**Action item**
Output every entry below word for word, minus the images.

**The data**
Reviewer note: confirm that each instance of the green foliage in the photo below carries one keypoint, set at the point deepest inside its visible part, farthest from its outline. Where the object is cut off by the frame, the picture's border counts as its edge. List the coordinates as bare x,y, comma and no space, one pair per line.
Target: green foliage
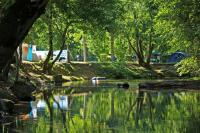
190,66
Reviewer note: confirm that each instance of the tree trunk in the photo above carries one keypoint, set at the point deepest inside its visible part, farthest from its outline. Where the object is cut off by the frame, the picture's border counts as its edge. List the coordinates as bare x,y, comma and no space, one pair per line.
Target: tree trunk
68,54
15,23
17,66
85,49
50,65
20,54
50,35
112,46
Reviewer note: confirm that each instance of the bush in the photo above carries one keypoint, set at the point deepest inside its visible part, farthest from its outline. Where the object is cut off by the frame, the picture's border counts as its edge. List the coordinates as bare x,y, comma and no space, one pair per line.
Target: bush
188,66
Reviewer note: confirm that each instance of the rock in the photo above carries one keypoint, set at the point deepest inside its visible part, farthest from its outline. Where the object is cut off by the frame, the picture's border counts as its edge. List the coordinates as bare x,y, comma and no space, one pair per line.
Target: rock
123,85
23,91
6,105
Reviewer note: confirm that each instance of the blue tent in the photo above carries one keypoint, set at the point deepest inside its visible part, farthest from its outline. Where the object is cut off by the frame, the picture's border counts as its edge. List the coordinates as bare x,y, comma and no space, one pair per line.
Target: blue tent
176,57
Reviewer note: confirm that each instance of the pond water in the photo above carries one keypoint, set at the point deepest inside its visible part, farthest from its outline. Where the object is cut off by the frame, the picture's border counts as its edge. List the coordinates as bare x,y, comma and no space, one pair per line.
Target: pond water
104,108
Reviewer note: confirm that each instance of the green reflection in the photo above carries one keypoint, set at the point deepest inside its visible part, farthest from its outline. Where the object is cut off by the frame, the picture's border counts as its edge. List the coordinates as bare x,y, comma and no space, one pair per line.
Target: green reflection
117,111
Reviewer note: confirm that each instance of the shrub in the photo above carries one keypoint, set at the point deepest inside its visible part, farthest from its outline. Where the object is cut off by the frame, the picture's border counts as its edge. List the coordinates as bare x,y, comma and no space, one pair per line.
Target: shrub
188,66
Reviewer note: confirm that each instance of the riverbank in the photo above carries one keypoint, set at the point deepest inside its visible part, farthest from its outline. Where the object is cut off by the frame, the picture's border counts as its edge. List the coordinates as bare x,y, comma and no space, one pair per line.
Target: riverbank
77,71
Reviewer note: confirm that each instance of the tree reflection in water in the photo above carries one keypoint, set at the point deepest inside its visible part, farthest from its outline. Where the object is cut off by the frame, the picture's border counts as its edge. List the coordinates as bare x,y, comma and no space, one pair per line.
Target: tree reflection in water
114,110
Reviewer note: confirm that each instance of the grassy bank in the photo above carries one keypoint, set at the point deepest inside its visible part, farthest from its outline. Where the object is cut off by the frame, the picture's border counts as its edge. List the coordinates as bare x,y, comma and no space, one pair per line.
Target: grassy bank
84,71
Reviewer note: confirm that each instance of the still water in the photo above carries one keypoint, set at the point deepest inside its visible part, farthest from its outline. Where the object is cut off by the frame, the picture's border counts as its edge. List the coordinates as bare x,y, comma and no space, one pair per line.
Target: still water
104,108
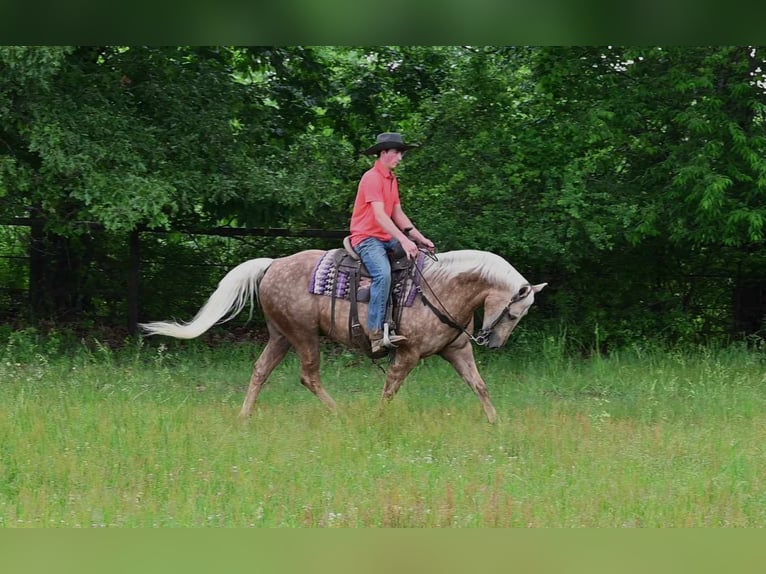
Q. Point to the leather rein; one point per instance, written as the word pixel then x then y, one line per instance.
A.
pixel 483 336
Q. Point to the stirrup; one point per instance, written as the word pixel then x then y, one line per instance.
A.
pixel 387 338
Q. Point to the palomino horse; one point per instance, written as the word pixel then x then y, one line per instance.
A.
pixel 440 322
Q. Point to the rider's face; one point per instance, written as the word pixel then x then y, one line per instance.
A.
pixel 391 158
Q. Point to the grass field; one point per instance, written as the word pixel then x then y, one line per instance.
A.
pixel 149 436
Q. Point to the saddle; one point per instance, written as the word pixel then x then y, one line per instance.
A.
pixel 348 261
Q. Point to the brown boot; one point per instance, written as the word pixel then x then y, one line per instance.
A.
pixel 378 344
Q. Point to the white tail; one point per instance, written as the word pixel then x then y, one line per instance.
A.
pixel 233 292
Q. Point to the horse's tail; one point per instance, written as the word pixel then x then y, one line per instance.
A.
pixel 239 286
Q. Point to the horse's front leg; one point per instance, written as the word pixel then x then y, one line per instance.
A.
pixel 460 356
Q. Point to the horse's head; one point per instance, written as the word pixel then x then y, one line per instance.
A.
pixel 501 315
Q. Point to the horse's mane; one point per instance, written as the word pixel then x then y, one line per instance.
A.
pixel 489 266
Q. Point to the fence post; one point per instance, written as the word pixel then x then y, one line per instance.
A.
pixel 134 278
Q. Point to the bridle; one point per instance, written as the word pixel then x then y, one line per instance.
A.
pixel 484 335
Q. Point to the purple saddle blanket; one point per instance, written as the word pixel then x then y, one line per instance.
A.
pixel 326 275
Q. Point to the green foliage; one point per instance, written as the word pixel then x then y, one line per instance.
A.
pixel 624 176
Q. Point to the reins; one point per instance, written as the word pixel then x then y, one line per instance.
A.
pixel 482 339
pixel 443 314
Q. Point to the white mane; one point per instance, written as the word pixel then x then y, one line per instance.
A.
pixel 489 266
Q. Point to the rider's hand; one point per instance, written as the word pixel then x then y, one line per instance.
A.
pixel 410 248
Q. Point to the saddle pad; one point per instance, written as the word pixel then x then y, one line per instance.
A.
pixel 326 274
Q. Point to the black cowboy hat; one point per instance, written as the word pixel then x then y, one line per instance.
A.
pixel 388 140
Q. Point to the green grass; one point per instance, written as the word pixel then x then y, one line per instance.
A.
pixel 150 437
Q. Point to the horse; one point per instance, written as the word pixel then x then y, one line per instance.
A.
pixel 452 286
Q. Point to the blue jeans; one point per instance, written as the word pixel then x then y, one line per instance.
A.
pixel 372 252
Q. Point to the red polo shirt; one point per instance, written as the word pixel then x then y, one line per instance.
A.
pixel 377 184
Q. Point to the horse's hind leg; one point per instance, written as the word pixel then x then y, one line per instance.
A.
pixel 461 357
pixel 308 353
pixel 272 355
pixel 401 366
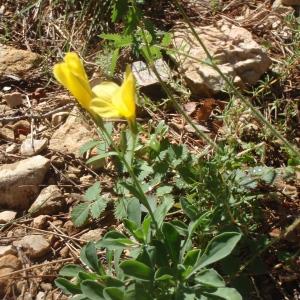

**Answer to this exercise**
Reviewer note: confirm that each instance of the green foliage in the photo below carries one keypoint, set at the point deepest inside its visible part, farthest from its outline. Where the object is cut off by the frame, the picture's border counts as its edge. List the coordinates as bare x,y, comma and no space, one pair per line.
Target: green foliage
190,66
Reviewer note: confirm that each instance of the tree trunk in the photo above carries one keypoint, set at the point deepest inside its visible part, farthest from its outline. Where the object is cut off by the frame, the picture's border counts as its edge. List the coordinates as bare x,y, comma and no space, one pair per line.
Target: tree trunk
68,54
15,23
17,66
85,49
50,65
20,54
50,35
112,46
Reviewer note: confirm that each instance of the bush in the photo above carries one keypoint, set at the point deepest inside its visible part, farthest from its outline. Where the object is cut off by the frame, the picture's border counts as its edge. List the coordinates as bare x,y, comma and no space, one pair per line.
Target: bush
188,66
Reviewer note: confirm that each instance of the rock in the photo above carries one keypoint, set at the point deepest inside its visible part, farthest from its outline. Where the object is cut off by the frame, the picture's border counts as its edge. List the coordinates as bare x,y, comma and no space, one pair per line.
Target: rock
123,85
23,91
6,105
Reviewer note: confirm that each instance of the blue tent in the photo above carries one keypoint, set at the point deepest inside its visible part, farthest from its outline. Where the object is cut off by the frame, the picture's border counts as its edge. List the coordinates as bare x,y, comma and no space, one pair per line.
Target: blue tent
176,57
Reviewer note: confirm that each instance of the pond water in the photo above carries one keypoint, set at the point deepest inside its visible part, farthest from its outline. Where the object is cut off by the frame, the picture's border counts as its edge. List the coordinates as bare x,y, comma and no space, one pair per line.
Target: pond water
104,108
Reviewer note: confirm that each instance of the green reflection in the photo above carries one keypoint, set at the point deepest inside its visible part, farthest from its outline. Where the object is cut off by the frame, the picture's border counts as its edge. List the coordinates as bare x,y, comma and no space, one pair per line.
Target: green reflection
117,111
Reviewer note: confirm that each instance of the shrub in the photo above carries one keypoint, set at the point deepest inside its visible part, farthest from its outline. Where the object is cut off by the frame, the picture's border counts as its edge. List the coordinates as bare x,y, comma and no space, one pair per line.
Target: shrub
188,66
Reviewer note: confirm that each instance of the riverbank in the photo above carries one keypoint, set at the point deepest inside its visible part, farthest from its outline. Where the object is cut off by the frame, the picture's border counts as its edge. List the coordinates as bare x,y, comma and no space, one pair per line.
Target: riverbank
77,71
Reviewer note: confirm that each instance of the tree reflection in water in the photo above carries one keypoint, set at the point deepest inside its visible part, farthest from its outline. Where the object is cut off by the frame, the picture's border counts as its edge. List the coordinates as bare x,y, comma and no space, one pair per line.
Target: tree reflection in water
114,110
Reviewer note: confirm that each instance of the grassy bank in the photo above carries one keypoint, set at the point deepest inside its visible part, farthest from its outline. Where the object is cut off by the frame, the picture's border counts as its edge. List the coordinates as bare x,y, comma and no space, one pair per line.
Target: grassy bank
84,71
Reviewer note: confirm that each instance of the still water in the photo above carries one keypoint, set at the point deepest inside its visible part, farthest from its outline. Where the object is cut off by the frame, the picture's border counts as its edge. List the coordinates as bare x,y, comma and no space, one pair per line.
Target: still water
104,108
Q. Point to the leather rein; one point per instance, written as the word pixel then x then y, one line per instance.
A.
pixel 483 336
Q. Point to the stirrup; one point per instance, written as the word pixel then x then y, one line per instance.
A.
pixel 387 338
Q. Point to the palomino horse; one point per instance, written as the word pixel then x then y, one line per instance.
A.
pixel 440 322
Q. Point to the rider's face; one point per instance, written as the word pixel then x then y, one line per instance.
A.
pixel 391 158
Q. Point to the grass field; one point per instance, written as the word pixel then x then y, one line per instance.
A.
pixel 149 436
Q. Point to the saddle; one point per instance, written as the word pixel then x then y, one line per instance.
A.
pixel 348 261
Q. Point to the brown boot; one point per instance, written as the word pixel then x then y, one line per instance.
A.
pixel 378 344
Q. Point to the white tail; one point per instance, written as the word pixel then x then y, one line per instance.
A.
pixel 233 292
Q. Point to the horse's tail; one point per instance, written as the word pixel then x then y, one line per instance.
A.
pixel 239 286
Q. Point to the horse's front leg; one point per instance, written as the word pixel then x then y, one line per instance.
A.
pixel 460 356
Q. Point to the horse's head; one point per instance, written as the word pixel then x then y, one line per instance.
A.
pixel 501 315
Q. Point to the horse's mane; one point per instance, written as the word pixel then x then y, one line per instance.
A.
pixel 489 266
Q. Point to the fence post; one point per instance, written as the word pixel then x then y, one line per instance.
A.
pixel 134 278
Q. Point to the bridle; one point per instance, written as the word pixel then x then y, one line per instance.
A.
pixel 484 335
Q. Point to the purple saddle blanket; one point per instance, written as the word pixel then x then y, one line per instance.
A.
pixel 326 275
Q. Point to the green foliage; one point per instance, written as the word pixel then x then y, one line per instance.
A.
pixel 624 176
Q. Point to the reins; one point per instance, written as the word pixel then x then y, one line per instance.
A.
pixel 482 339
pixel 443 314
Q. Point to the white mane; one point per instance, written as the word pixel then x then y, one line per instance.
A.
pixel 489 266
Q. Point to the rider's hand; one point per instance, written as the word pixel then x then y, one line per instance.
A.
pixel 410 248
Q. Point to the saddle pad; one point per instance, written as the word pixel then x then y, one line per instance.
A.
pixel 326 274
Q. Point to the black cowboy hat; one point per instance, written as the word pixel then x then y, one line per instance.
A.
pixel 388 140
Q. Point to the green grass; one point per instance, written as the word pixel then x then y, one line per instance.
A.
pixel 150 437
Q. Point to the horse; one point per instance, written as the word pixel then x then y, one line per instance.
A.
pixel 452 286
Q. Point to the blue jeans; one point per instance, written as the word pixel then x then y, one line per instance.
A.
pixel 372 252
Q. Point to the red polo shirt; one point per instance, written as the word pixel then x then y, one line per instance.
A.
pixel 377 184
Q. Point to the horse's hind leg; one point per instance, written as the word pixel then x then y, one line per instance.
A.
pixel 461 357
pixel 308 353
pixel 272 355
pixel 401 366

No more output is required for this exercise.